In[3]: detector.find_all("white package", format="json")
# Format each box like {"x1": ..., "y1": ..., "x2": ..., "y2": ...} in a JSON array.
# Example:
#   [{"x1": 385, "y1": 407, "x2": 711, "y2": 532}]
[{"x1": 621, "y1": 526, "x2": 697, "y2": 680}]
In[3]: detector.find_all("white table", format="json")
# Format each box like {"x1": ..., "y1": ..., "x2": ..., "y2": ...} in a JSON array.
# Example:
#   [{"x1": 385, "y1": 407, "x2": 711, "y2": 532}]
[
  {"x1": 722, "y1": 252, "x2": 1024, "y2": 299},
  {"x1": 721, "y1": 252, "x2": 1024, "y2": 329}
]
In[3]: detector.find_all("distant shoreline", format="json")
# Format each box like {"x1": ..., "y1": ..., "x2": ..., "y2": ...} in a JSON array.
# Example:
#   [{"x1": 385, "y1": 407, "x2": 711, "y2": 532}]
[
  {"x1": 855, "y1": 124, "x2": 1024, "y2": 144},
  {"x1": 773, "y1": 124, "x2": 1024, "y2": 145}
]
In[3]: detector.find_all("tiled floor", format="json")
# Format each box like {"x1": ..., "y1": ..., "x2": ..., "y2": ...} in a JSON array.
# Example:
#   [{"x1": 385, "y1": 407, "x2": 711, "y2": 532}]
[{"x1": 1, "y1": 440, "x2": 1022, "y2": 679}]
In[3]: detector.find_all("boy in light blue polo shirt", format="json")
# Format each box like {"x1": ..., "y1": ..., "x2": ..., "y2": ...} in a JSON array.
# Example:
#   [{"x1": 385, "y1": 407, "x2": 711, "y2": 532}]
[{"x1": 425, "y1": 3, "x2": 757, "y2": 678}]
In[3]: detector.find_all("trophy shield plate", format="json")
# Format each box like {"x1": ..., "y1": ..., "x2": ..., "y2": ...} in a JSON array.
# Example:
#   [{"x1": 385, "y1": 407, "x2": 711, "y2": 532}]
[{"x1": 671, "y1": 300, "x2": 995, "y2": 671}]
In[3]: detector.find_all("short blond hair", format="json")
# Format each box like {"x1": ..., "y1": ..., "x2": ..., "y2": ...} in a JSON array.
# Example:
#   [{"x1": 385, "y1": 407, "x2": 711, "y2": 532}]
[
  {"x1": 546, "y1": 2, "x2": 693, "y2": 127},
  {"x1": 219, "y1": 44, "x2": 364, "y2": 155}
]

__WORK ITEM__. Of the lines in the data, report each one containing the string "white".

__WRITTEN RESPONSE__.
In[3]: detector.find_all("white package", format="json")
In[3]: detector.find_all("white table", format="json")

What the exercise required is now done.